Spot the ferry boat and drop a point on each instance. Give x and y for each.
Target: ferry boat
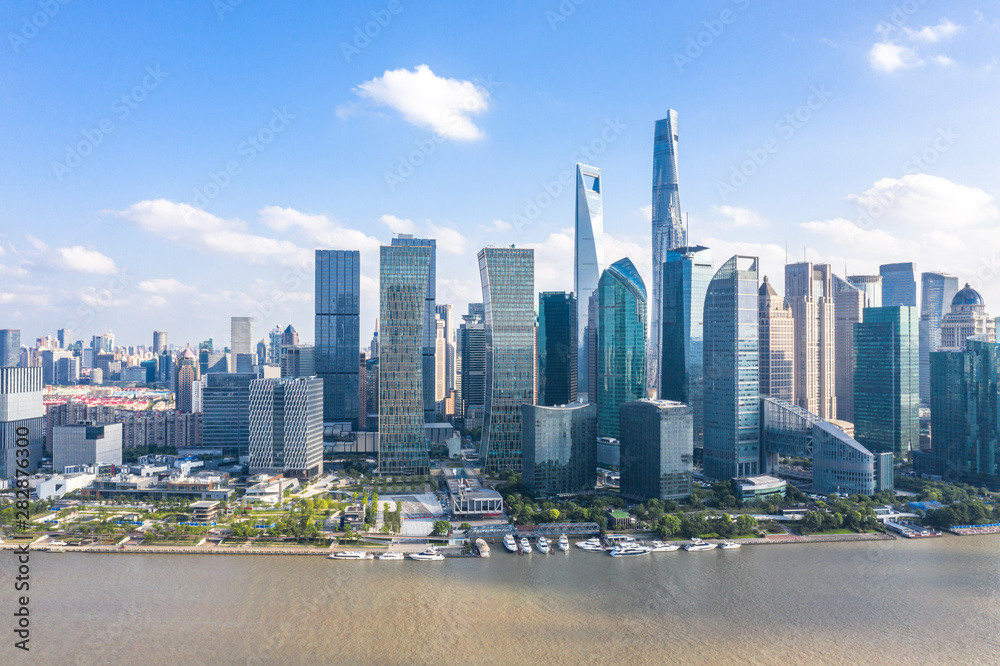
(432, 554)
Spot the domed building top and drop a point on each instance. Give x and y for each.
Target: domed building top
(967, 296)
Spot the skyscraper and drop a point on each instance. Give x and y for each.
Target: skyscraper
(936, 292)
(588, 260)
(621, 343)
(777, 344)
(404, 271)
(887, 380)
(686, 273)
(668, 229)
(899, 284)
(732, 403)
(338, 333)
(557, 344)
(508, 277)
(809, 294)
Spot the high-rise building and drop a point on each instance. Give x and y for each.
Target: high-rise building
(429, 327)
(732, 405)
(10, 347)
(557, 347)
(588, 262)
(668, 233)
(159, 342)
(936, 292)
(621, 343)
(286, 426)
(508, 277)
(338, 333)
(657, 450)
(22, 419)
(777, 344)
(560, 448)
(241, 335)
(899, 284)
(404, 271)
(968, 317)
(887, 380)
(686, 273)
(809, 294)
(965, 421)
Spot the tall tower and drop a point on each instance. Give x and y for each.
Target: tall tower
(732, 404)
(588, 259)
(508, 277)
(668, 230)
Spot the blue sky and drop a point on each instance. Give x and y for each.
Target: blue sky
(168, 165)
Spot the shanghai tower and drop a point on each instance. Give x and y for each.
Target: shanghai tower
(668, 230)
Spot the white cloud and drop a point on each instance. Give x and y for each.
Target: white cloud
(429, 101)
(888, 57)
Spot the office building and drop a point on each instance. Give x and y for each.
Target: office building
(668, 234)
(657, 450)
(686, 273)
(887, 381)
(338, 333)
(404, 271)
(508, 277)
(899, 284)
(621, 343)
(777, 344)
(86, 444)
(560, 449)
(286, 426)
(732, 409)
(557, 347)
(588, 262)
(809, 294)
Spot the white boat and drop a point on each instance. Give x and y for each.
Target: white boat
(432, 554)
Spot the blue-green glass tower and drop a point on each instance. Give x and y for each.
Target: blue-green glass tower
(731, 362)
(403, 274)
(621, 343)
(686, 274)
(508, 278)
(887, 380)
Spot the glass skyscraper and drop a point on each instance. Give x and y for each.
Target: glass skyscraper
(732, 404)
(508, 278)
(588, 261)
(886, 381)
(686, 274)
(621, 343)
(338, 333)
(557, 340)
(404, 270)
(668, 231)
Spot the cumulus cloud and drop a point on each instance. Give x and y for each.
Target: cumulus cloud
(426, 100)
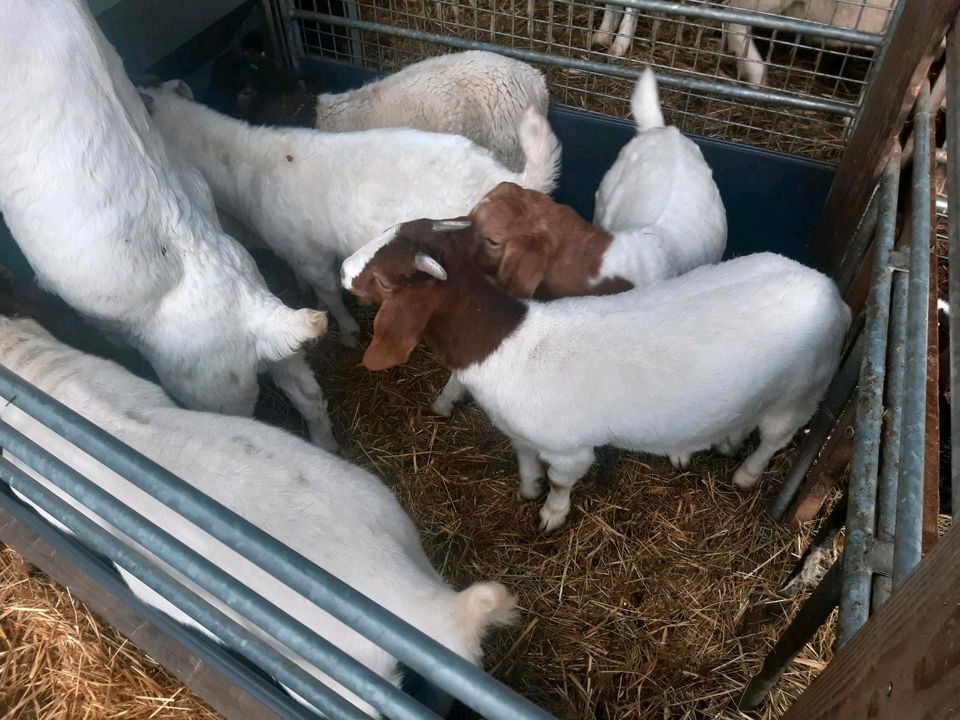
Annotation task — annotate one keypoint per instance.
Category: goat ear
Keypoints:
(179, 87)
(147, 102)
(398, 327)
(523, 267)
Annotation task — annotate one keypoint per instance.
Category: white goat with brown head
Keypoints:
(693, 362)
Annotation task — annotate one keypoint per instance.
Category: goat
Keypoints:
(126, 233)
(315, 196)
(659, 214)
(335, 514)
(871, 17)
(477, 94)
(695, 361)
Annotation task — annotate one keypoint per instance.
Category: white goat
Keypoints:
(871, 16)
(658, 214)
(659, 199)
(692, 362)
(333, 513)
(477, 94)
(315, 197)
(127, 234)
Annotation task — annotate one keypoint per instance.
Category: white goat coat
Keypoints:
(659, 201)
(314, 197)
(337, 515)
(477, 94)
(669, 370)
(306, 191)
(120, 230)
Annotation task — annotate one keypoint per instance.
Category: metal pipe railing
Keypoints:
(741, 92)
(327, 658)
(861, 508)
(834, 401)
(890, 454)
(420, 653)
(953, 183)
(228, 630)
(908, 540)
(768, 21)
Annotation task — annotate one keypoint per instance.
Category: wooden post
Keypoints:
(886, 107)
(905, 662)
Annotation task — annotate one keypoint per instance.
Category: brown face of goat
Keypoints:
(539, 248)
(404, 280)
(463, 318)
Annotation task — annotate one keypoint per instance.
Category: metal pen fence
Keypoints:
(435, 663)
(816, 73)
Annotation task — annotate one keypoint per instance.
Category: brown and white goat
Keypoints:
(696, 361)
(659, 214)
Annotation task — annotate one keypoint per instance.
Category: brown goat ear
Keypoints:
(523, 267)
(398, 327)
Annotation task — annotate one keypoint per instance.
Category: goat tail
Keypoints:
(288, 331)
(541, 150)
(645, 103)
(482, 606)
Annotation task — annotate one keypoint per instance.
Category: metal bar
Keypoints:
(353, 675)
(291, 35)
(420, 653)
(854, 254)
(356, 37)
(811, 616)
(855, 598)
(270, 20)
(756, 19)
(229, 631)
(665, 79)
(953, 183)
(65, 559)
(890, 454)
(908, 541)
(835, 400)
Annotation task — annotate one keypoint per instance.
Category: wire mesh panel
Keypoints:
(811, 86)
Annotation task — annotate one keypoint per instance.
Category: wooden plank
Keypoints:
(825, 473)
(905, 662)
(893, 89)
(213, 686)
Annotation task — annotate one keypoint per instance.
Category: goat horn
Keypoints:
(431, 267)
(451, 225)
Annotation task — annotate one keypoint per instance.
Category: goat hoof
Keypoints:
(680, 462)
(744, 480)
(443, 408)
(324, 439)
(726, 449)
(550, 520)
(620, 47)
(600, 39)
(530, 491)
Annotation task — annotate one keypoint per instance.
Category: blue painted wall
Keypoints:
(773, 200)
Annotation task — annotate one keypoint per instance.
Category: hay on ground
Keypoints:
(658, 599)
(59, 662)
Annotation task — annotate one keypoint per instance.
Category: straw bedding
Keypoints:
(658, 599)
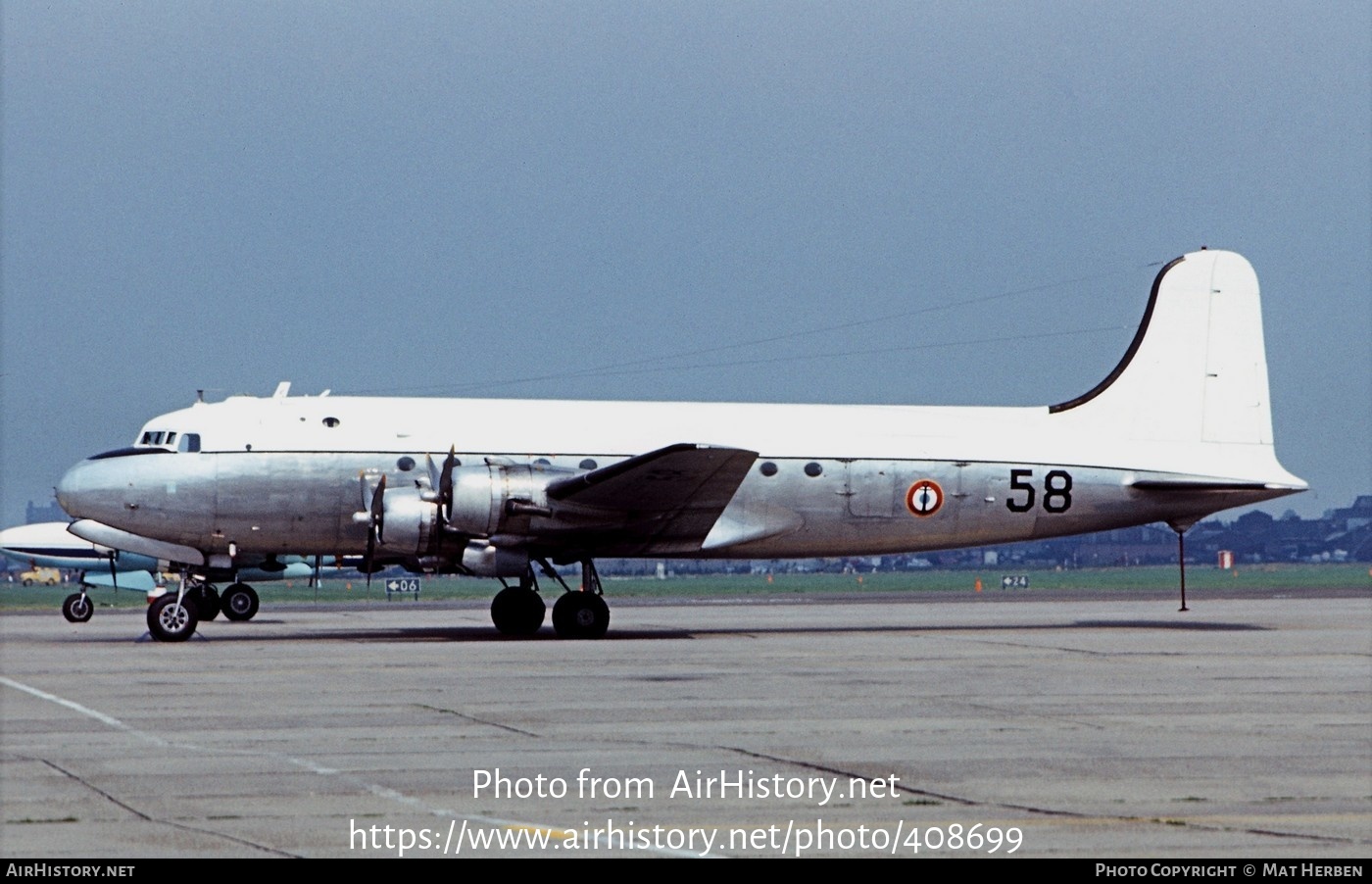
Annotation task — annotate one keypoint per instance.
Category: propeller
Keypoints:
(374, 524)
(441, 482)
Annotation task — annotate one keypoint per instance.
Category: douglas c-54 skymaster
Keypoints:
(493, 487)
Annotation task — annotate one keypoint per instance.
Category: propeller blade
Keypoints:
(445, 485)
(379, 511)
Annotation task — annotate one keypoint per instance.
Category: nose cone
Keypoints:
(92, 490)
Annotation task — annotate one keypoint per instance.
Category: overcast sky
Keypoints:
(685, 201)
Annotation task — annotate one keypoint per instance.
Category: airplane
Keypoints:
(1179, 430)
(48, 544)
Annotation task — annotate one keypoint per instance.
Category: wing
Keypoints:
(656, 503)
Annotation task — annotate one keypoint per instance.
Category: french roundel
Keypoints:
(923, 499)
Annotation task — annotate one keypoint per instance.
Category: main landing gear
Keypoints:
(576, 614)
(77, 607)
(173, 616)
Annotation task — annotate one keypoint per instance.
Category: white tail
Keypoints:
(1197, 368)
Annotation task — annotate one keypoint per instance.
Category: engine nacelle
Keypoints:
(409, 521)
(498, 499)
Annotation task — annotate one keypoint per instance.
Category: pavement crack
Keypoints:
(475, 719)
(137, 812)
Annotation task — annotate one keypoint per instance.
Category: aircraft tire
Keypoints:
(208, 602)
(517, 611)
(169, 620)
(580, 615)
(239, 602)
(77, 609)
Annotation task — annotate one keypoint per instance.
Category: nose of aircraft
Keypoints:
(91, 490)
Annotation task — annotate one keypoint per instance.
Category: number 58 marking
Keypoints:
(1056, 490)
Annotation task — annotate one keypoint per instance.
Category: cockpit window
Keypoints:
(171, 439)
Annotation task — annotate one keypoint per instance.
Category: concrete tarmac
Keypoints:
(1001, 723)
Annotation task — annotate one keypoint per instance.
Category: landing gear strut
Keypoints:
(173, 616)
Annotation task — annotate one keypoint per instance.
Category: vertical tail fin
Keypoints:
(1197, 368)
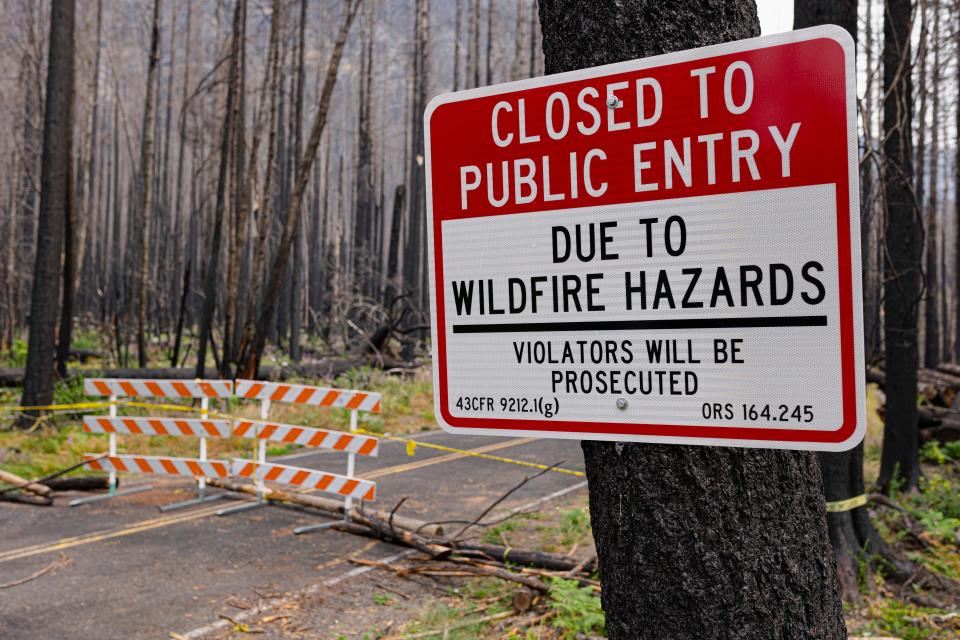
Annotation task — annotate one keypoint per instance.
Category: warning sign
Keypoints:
(663, 250)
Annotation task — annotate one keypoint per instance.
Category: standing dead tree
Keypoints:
(252, 349)
(902, 292)
(672, 523)
(55, 185)
(146, 185)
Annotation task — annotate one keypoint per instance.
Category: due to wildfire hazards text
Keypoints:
(657, 165)
(666, 279)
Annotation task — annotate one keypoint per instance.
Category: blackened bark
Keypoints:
(902, 288)
(213, 261)
(54, 184)
(696, 542)
(250, 361)
(147, 186)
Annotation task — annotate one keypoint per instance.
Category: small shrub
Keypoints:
(578, 610)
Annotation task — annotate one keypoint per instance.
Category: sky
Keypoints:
(775, 16)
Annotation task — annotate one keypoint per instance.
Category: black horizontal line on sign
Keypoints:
(645, 325)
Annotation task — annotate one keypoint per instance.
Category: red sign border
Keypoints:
(853, 426)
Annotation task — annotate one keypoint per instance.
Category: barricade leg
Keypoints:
(261, 458)
(348, 501)
(202, 496)
(113, 492)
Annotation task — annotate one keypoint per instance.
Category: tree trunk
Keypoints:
(852, 534)
(226, 136)
(900, 459)
(146, 186)
(696, 542)
(56, 165)
(251, 359)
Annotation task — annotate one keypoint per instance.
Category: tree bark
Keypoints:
(226, 136)
(251, 359)
(696, 542)
(902, 290)
(146, 185)
(852, 534)
(56, 166)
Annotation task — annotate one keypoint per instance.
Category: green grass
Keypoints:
(889, 617)
(578, 610)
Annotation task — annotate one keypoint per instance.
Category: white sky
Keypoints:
(775, 16)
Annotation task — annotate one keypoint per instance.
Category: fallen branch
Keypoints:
(24, 484)
(27, 498)
(62, 562)
(325, 504)
(445, 631)
(46, 480)
(84, 483)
______
§ Given instruction
Find each line in the rows above that contains the string "high" and copy it out in full. Upper and lower case must match.

§ Exercise output
Spot the high-rise building and drop a point on each instance. Give x and y for each.
Target: high-rise building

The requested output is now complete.